**Provided text**.
=-=-=

VMware Virtual Switch: no need for STP
During the Data Center 3.0 webinar I always mention that you can connect a VMware ESX server (with embedded virtual switch) to the network through multiple active uplinks without link aggregation. The response is very predictable: I get a few “how does that work” questions in the next seconds.
VMware did a great job with the virtual switch embedded in the VMware hypervisor (vNetwork Standard Switch – vSS – or vNetwork Distributed Switch – vDS): it uses special forwarding rules (I call them split horizon switching, Cisco UCS documentation uses the term End Host Mode) that prevent forwarding loops without resorting to STP or port blocking.
Physical and virtual NICs
The ports of a virtual switch (Nexus 1000V uses the term Virtual Ethernet Module – VEM) are connected to either physical Network Interface Cards (uplinks) or virtual NICs of the virtual machines. The physical ports can be connected to one or more physical switches and don’t have to be aggregated into a port channel.
Ports are not equal
In a traditional Ethernet switch, the same forwarding rules are used for all ports. Virtual switch uses different forwarding rules for vNICs and uplinks.
No MAC address learning
The hypervisor knows the MAC addresses of all virtual machines running in the ESX server; there’s no need to perform MAC address learning.
Spanning Tree Protocol is ignored
Virtual switch is not running Spanning Tree Protocol (STP) and does not send STP Bridge Protocol Data Units (BPDU). STP BPDUs received by the virtual switch are ignored. Uplinks are never blocked based on STP information.
The switch ports to which you connect the ESX servers should be configured with bpduguard to prevent forwarding loops due to wiring errors. As ESX doesn’t run STP, you should also configure spanning-tree portfast on these ports.
Split-horizon forwarding
Packets received through one of the uplinks are never forwarded to other uplinks. This rule prevents forwarding loops through the virtual switch.
Limited flooding of broadcasts/multicasts
Broadcast or multicast packets originated by a virtual machine are sent to all other virtual machines in the same port group (VMware terminology for a VLAN). They are also sent through one of the uplinks like a regular unicast packet (they are not flooded through all uplinks). This ensures that the outside network receives a single copy of the broadcast.
The uplink through which the broadcast packet is sent is chosen based on the load balancing mode configured for the virtual switch or the port group.
Broadcasts/multicasts received through an uplink port are sent to all virtual machines in the port group (identified by VLAN tag), but not to other uplinks (see split-horizon forwarding).
No flooding of unknown unicasts
Unicast packets sent from virtual machines to unknown MAC addresses are sent through one of the uplinks (selected based on the load balancing mode). They are not flooded.
Unicast packets received through the uplink ports and addressed to unknown MAC addresses are dropped.
Reverse Path check based on source MAC address
The virtual switch sends a single copy of a broadcast/multicast/unknown unicast packet to the outside network (see the no flooding rules above), but the physical switch always performs full flooding and sends copies of the packet back to the virtual switch through all other uplinks. VMware thus has to check the source MAC addresses of packets received through the uplinks. Packet received through one of the uplinks and having a source MAC address belonging to one of the virtual machines is silently dropped.
Hyper-V is different
If your server administrators are used to the ESX virtual switch and start deploying Microsoft’s Hyper-V, expect a few fun moments (Microsoft is making sure you’ll have them: the Hyper-V Virtual Networking Best Practices document does not mention redundant uplinks at all).
A potential solution is to bridge multiple physical NICs in Hyper-V ... creating a nice forwarding loop that will melt down large parts of your network (more so if you do that on a powerful server with multiple 10GE uplinks like the Cisco UCS blade servers). Configuring bpduguard on all portfast switch ports is thus a must.
This sounds like the same technology they use in UCS integral nexus 'interconnect'. They use mac-pinning on the uplinks and you can selectively choose which VLANs actively traverse each link if you so wish. Any particular reason you didn't use the term mac-pinning?
The "Mac pinning" is just one of the possible load balancing methods vSwitch can use. VMware uses the descriptive term "Route based on source MAC hash".
Of course, if ESX doesn't forward the bpdus from a VM, then none of that happens and enabling bpduguard is safe. Definitely not worth the risk until I'm sure, though! :)

=-=-=

[Entries from a point-annotation set]
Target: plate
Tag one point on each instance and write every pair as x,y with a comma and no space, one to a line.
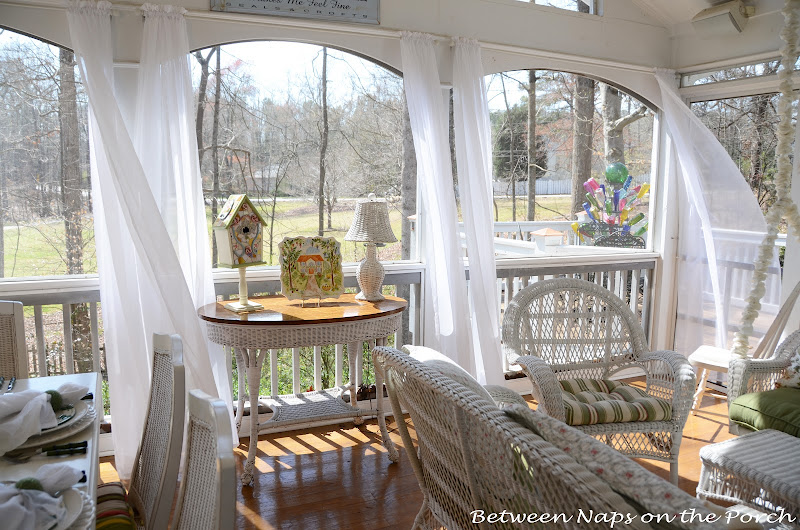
63,417
73,425
74,413
73,502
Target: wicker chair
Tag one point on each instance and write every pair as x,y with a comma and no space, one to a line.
13,354
155,470
207,498
758,375
474,458
564,329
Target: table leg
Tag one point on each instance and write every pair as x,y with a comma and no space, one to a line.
352,349
394,456
253,381
240,369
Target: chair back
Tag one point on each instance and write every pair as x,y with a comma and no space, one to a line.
473,457
155,470
207,497
767,346
13,354
579,328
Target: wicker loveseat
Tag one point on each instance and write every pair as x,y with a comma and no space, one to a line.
476,462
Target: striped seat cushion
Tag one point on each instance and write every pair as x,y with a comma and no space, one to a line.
590,401
113,510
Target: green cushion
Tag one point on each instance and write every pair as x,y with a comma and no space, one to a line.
777,409
591,401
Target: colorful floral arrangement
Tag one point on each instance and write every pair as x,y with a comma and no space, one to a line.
609,206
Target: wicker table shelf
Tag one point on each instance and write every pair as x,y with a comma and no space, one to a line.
286,323
759,469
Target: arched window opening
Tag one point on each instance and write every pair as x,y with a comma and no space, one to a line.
571,155
45,191
304,130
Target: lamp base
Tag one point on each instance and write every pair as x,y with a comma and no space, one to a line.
370,275
238,307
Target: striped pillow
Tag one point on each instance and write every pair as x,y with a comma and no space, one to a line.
591,401
113,510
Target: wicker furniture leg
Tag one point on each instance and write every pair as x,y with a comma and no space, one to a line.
353,350
254,358
394,455
240,368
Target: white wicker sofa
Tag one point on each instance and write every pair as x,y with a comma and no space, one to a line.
479,465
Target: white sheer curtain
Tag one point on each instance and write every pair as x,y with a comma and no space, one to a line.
446,302
720,227
149,276
474,160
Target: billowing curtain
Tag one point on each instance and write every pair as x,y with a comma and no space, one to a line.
153,262
474,161
445,288
720,228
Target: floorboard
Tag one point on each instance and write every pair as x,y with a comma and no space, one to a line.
339,477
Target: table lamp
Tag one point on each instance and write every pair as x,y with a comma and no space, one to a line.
371,226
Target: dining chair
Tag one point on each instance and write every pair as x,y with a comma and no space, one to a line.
13,354
572,338
155,469
206,499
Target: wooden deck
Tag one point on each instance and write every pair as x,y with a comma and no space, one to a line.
339,477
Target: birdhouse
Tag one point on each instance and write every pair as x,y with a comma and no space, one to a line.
238,232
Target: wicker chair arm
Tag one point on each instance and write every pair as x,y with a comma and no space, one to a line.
504,396
670,376
753,375
546,390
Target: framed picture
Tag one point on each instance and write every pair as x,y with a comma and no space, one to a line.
311,267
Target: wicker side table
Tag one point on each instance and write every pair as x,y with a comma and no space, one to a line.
759,469
286,324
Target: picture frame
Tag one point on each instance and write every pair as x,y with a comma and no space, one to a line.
311,268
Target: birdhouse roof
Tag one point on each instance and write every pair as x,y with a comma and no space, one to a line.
548,232
231,208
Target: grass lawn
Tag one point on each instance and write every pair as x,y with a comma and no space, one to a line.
37,249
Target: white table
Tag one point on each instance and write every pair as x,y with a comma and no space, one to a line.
89,462
286,323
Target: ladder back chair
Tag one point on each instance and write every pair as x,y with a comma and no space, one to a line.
155,469
207,497
571,338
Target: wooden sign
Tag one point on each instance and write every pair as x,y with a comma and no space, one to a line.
364,11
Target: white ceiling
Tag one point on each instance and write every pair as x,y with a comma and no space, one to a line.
676,12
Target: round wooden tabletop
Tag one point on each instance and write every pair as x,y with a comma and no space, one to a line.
278,310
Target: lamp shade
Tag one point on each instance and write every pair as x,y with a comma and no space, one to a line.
371,222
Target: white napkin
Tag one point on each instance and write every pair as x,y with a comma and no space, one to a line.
23,414
29,509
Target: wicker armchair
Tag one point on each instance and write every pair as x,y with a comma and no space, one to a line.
155,470
207,498
13,355
563,329
759,375
473,459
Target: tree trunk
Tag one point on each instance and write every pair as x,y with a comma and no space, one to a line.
613,124
409,207
512,177
323,148
582,129
215,156
201,99
532,172
72,201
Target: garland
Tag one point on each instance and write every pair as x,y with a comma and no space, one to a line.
783,206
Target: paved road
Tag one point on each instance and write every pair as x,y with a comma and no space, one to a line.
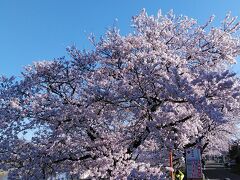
219,172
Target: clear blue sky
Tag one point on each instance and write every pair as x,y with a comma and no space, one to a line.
32,30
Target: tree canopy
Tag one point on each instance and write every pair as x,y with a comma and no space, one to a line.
115,112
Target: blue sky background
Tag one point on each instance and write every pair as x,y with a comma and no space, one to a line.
32,30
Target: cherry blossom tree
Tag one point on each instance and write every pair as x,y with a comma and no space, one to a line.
115,112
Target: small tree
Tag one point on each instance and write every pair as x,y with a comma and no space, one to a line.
117,111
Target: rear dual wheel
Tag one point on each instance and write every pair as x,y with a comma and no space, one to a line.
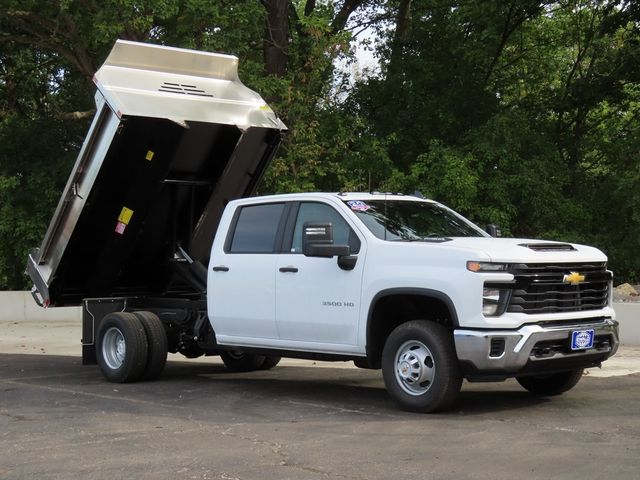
131,346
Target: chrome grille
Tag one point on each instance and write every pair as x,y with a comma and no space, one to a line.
540,288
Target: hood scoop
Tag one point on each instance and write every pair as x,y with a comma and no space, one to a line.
549,247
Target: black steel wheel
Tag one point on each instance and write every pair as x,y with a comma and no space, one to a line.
420,367
552,384
121,347
157,344
239,361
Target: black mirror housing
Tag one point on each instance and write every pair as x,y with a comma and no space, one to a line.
317,241
493,230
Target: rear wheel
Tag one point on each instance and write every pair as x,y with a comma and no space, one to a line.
552,384
121,347
420,367
239,361
157,345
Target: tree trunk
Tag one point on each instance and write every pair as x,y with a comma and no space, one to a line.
276,37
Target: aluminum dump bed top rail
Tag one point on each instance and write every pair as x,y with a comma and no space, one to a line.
175,136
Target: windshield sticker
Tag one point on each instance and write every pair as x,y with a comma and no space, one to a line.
358,205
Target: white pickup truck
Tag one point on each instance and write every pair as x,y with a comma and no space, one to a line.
157,236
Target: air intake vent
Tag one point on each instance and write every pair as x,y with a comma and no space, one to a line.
549,247
183,89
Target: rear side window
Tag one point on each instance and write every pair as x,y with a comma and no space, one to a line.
256,229
320,212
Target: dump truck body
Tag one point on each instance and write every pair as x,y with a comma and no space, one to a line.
175,136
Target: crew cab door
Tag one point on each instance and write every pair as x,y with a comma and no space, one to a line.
242,279
317,302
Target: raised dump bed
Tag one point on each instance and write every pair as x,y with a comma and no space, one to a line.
175,136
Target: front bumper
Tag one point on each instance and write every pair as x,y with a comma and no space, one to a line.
532,349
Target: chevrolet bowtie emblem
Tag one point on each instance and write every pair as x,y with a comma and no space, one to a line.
574,278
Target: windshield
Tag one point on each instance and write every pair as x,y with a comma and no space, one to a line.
412,221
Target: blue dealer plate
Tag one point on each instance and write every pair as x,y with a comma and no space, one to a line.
582,339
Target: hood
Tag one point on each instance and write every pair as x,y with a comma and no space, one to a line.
512,250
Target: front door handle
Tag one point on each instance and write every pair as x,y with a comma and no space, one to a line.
289,269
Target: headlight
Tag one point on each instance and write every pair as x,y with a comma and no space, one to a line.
490,301
486,267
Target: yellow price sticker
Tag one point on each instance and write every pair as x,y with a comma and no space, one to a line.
125,215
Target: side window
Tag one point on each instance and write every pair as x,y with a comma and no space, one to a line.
320,212
256,229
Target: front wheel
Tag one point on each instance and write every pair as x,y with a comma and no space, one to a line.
552,384
420,367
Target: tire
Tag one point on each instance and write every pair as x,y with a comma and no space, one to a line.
121,348
157,345
552,384
420,367
239,361
270,362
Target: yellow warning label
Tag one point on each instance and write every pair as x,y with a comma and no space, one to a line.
125,215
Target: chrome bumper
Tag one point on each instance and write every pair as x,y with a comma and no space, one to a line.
522,347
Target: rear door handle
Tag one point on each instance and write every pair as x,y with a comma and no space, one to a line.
289,269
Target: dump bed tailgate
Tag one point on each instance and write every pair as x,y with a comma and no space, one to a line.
175,136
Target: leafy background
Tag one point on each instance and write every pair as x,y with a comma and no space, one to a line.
521,113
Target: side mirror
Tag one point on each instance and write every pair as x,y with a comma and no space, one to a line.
493,230
317,241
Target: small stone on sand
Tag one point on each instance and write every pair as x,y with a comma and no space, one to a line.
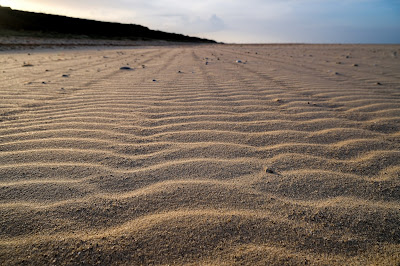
269,171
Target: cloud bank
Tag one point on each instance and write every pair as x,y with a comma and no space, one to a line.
316,21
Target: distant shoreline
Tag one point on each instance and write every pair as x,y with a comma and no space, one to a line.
10,43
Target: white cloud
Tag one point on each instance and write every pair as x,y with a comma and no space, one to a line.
244,21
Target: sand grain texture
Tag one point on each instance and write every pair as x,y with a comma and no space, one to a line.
166,163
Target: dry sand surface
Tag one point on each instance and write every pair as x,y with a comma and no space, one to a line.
289,156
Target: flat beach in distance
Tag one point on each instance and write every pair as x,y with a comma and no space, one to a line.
200,155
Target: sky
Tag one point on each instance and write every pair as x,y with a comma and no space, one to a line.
238,21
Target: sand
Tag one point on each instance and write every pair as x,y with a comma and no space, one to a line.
213,155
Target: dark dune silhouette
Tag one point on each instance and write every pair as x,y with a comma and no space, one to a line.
45,25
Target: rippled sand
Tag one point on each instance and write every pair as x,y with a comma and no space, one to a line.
289,156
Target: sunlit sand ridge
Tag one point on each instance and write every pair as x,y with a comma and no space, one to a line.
264,154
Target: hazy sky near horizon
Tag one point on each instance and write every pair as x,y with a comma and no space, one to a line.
251,21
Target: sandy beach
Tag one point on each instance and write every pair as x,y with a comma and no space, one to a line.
210,155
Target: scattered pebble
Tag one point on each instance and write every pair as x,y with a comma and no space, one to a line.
125,68
269,170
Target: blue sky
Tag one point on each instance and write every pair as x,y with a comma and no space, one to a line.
251,21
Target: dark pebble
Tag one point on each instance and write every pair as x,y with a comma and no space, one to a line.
269,171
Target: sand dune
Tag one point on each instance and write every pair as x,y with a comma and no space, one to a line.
167,163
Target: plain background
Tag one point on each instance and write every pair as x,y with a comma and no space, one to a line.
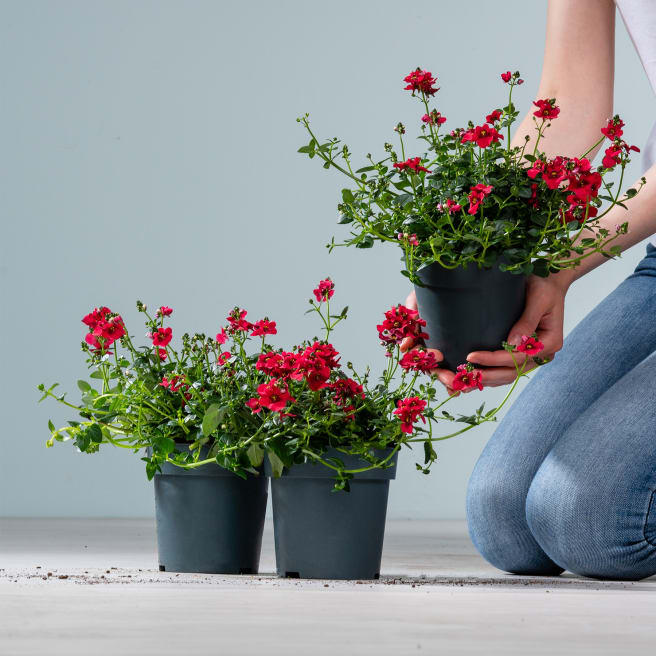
149,152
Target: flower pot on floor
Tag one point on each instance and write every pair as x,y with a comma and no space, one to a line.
209,520
323,534
468,309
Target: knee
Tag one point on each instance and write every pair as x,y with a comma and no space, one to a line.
497,523
581,525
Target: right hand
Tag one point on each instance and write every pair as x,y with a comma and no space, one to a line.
543,314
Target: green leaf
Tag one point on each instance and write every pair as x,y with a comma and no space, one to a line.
276,464
255,455
213,417
366,242
95,433
347,196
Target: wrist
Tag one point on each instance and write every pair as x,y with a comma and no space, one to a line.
564,278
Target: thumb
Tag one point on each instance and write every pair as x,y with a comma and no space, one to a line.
528,322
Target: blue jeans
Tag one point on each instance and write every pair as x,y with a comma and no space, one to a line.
568,480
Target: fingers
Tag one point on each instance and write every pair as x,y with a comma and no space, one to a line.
500,358
527,324
497,376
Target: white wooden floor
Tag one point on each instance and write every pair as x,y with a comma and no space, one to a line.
90,587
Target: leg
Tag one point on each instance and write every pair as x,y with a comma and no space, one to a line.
592,504
605,345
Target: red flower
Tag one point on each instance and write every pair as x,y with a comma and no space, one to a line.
162,336
554,172
530,345
547,109
466,378
324,291
264,327
533,200
584,187
401,322
237,321
421,81
408,411
174,384
222,337
254,405
274,395
612,156
317,377
613,129
412,164
434,118
419,360
112,330
411,239
494,116
277,365
452,206
96,316
536,169
482,135
477,195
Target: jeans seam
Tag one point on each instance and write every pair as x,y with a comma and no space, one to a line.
644,526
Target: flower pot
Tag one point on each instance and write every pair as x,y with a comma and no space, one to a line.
323,534
468,309
209,520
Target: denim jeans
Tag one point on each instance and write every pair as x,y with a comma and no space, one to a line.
568,479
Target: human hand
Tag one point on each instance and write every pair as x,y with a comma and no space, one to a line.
444,375
544,315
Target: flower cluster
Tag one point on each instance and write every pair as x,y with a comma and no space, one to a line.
214,400
105,328
529,210
401,322
409,411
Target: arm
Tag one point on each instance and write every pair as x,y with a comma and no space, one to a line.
578,72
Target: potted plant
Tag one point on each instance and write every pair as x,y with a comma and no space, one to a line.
332,437
475,216
186,409
211,413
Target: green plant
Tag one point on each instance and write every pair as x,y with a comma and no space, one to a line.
471,199
231,405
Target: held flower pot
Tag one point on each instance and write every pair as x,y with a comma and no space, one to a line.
209,520
468,309
323,534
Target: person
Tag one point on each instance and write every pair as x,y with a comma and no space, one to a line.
568,480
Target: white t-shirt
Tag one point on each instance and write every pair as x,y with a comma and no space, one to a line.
639,16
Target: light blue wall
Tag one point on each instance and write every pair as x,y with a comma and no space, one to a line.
149,151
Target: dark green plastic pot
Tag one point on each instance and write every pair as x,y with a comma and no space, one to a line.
209,520
323,534
468,309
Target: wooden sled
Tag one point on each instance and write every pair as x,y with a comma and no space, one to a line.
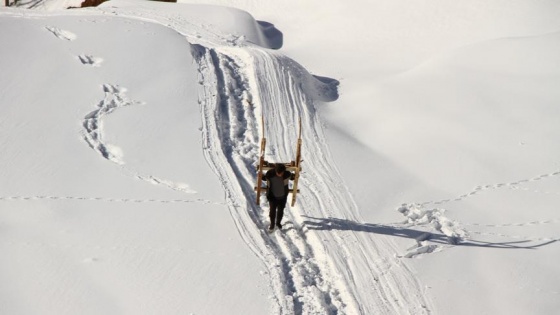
263,166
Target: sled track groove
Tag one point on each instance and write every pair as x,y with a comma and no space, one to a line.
231,146
310,272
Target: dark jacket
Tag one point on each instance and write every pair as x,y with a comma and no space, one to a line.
278,187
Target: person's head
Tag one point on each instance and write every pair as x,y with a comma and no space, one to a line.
280,169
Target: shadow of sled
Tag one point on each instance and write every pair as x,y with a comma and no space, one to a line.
329,224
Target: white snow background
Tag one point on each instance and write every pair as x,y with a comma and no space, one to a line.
130,132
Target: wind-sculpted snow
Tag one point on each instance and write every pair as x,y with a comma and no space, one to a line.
311,271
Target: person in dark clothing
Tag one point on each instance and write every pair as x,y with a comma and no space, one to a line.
277,194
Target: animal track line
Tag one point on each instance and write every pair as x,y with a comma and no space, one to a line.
103,199
481,188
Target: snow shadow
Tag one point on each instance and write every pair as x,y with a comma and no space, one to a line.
272,36
330,224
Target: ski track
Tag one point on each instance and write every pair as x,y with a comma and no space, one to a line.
334,272
310,271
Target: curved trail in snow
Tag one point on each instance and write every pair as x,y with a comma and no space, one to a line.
311,271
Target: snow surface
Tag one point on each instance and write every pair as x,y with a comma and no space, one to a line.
130,134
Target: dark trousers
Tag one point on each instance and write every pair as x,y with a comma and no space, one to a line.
277,209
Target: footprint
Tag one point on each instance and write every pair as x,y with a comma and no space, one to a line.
62,34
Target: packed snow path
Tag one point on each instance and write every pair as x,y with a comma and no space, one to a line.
312,269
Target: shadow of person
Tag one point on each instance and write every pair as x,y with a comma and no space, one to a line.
330,224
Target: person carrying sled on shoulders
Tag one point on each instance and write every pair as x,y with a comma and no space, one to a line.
277,194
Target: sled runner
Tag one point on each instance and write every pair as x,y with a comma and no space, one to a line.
263,166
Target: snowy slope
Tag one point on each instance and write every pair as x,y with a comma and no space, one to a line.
430,172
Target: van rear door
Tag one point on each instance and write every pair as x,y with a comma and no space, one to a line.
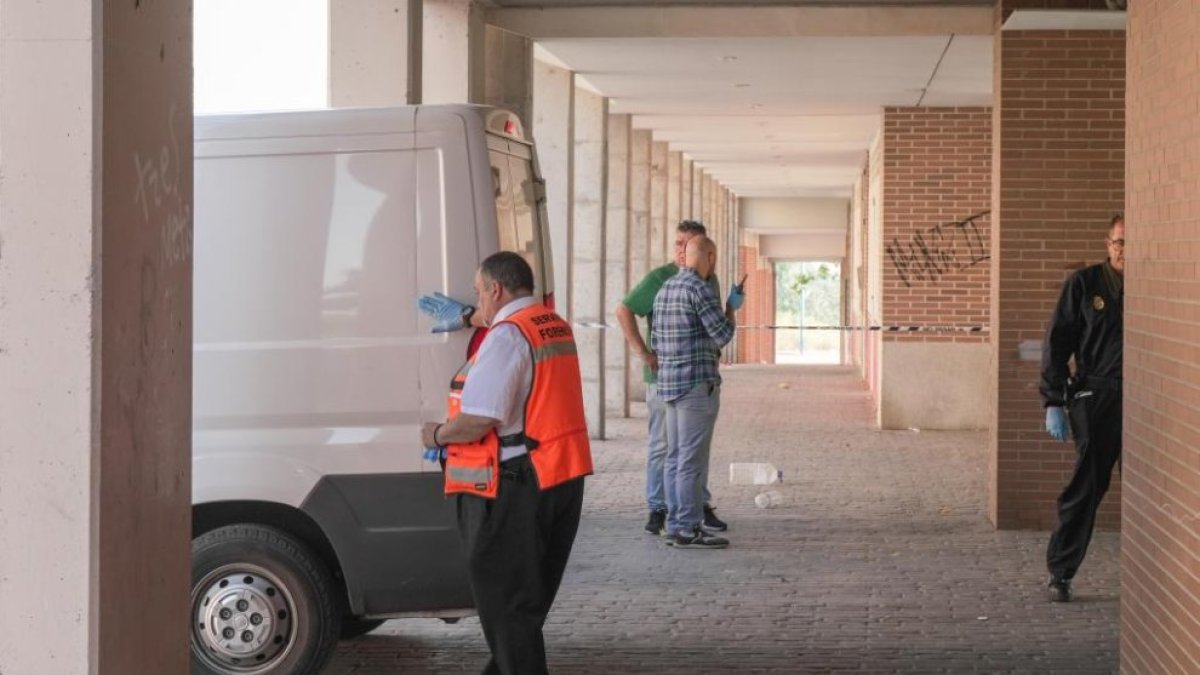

=-=-=

**Tasks**.
1. From the page on the VMware virtual switch, list every abbreviation that appears right beside its spelled-out form, and give each with that form.
2. Count the lines in the rows that contain the string "beach", with case counting, and give only the number.
The page on the VMware virtual switch and the rows have nothing to do with each other.

**Full answers**.
1.
- vSS: vNetwork Standard Switch
- vDS: vNetwork Distributed Switch
- VEM: Virtual Ethernet Module
- STP: Spanning Tree Protocol
- BPDU: Bridge Protocol Data Units

2. 2